Short exercise | Copy every one of the following records line for line, with no changes.

Data listing |
##############################

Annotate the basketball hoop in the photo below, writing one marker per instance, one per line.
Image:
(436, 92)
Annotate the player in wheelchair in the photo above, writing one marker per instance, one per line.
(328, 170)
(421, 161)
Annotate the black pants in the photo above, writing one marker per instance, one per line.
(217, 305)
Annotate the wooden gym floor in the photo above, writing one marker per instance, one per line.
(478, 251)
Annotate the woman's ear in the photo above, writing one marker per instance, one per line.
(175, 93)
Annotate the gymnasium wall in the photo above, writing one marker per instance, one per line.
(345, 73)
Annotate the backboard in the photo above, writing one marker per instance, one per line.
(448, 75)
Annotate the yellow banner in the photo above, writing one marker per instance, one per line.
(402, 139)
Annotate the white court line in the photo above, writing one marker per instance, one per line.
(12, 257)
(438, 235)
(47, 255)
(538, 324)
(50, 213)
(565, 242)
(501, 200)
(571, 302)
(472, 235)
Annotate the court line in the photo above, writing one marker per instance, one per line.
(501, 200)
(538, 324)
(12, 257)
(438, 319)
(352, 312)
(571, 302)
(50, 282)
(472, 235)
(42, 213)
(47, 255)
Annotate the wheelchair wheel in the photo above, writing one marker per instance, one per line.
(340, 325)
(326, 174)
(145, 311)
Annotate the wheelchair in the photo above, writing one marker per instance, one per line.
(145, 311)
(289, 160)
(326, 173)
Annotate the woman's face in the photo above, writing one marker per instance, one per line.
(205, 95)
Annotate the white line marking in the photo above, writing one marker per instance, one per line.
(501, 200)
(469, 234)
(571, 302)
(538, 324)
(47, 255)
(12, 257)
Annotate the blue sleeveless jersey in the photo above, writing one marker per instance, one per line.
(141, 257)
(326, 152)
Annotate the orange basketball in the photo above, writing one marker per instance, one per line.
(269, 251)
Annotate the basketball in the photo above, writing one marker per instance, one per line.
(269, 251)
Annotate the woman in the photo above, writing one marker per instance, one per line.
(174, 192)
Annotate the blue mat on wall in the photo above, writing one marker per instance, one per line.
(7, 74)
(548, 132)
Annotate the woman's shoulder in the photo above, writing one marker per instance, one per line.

##############################

Answer for the task |
Annotate the basketball hoop in the photo below, writing one marker per instance, one per line.
Image:
(436, 92)
Annotate the player in wheelchair in the photo above, writing one marker per instance, one per line.
(328, 170)
(421, 161)
Annotate the black pants in the photo above, writing one marker per instance, one per line.
(217, 305)
Annotate the wooden gym floor in the photo above, writing one marker per instance, one per line.
(478, 251)
Annotate the woman's ear in the photo above, writing one marker per instance, one per line.
(175, 93)
Annotate the gymnasium wall in the photo above, writing one marker per instance, one per line.
(345, 73)
Annotate the backboard in the photo above, writing one marker per instance, one per line.
(448, 75)
Annotate the yellow banner in the photo above, writing one marker per instance, one per line.
(402, 139)
Annotate the white court line in the photo above, writing one marker per instance, one per line.
(12, 257)
(438, 235)
(47, 255)
(538, 324)
(50, 213)
(565, 242)
(501, 200)
(571, 302)
(472, 235)
Annotate the court line in the photo above, writing one marker per instance, one per line.
(501, 200)
(538, 324)
(12, 257)
(438, 319)
(352, 312)
(571, 302)
(50, 282)
(472, 235)
(42, 213)
(47, 255)
Annotate the wheelchair wheel in the photo above, writing one marker per instance, one per line.
(340, 325)
(326, 174)
(145, 311)
Annotate the wheelchair in the photo above, writing one marker per instance, one per line.
(145, 311)
(289, 160)
(326, 173)
Annotate the woman's face in the photo above, writing one marker per instance, one per line.
(205, 95)
Annotate the white line marking in the photo above, writing one marker per instance, one per line.
(501, 200)
(469, 234)
(571, 302)
(538, 324)
(47, 255)
(12, 257)
Annotate the blue sleeveless jersey in the photo above, writing one marker per instance, one per line.
(141, 257)
(326, 152)
Annotate the orange basketball in the photo above, writing one marker per instance, one per line.
(269, 251)
Annotate the basketball in the photo above, writing one marker per instance, one per line.
(269, 251)
Annotate the woman in the photo above, writing one marker per instance, one per line.
(174, 192)
Annotate the blue mat on wall in the photo above, writing one marker per instance, one per line.
(7, 74)
(548, 132)
Annotate the woman's shoulder in the photo above, writing one marker per instance, one per line.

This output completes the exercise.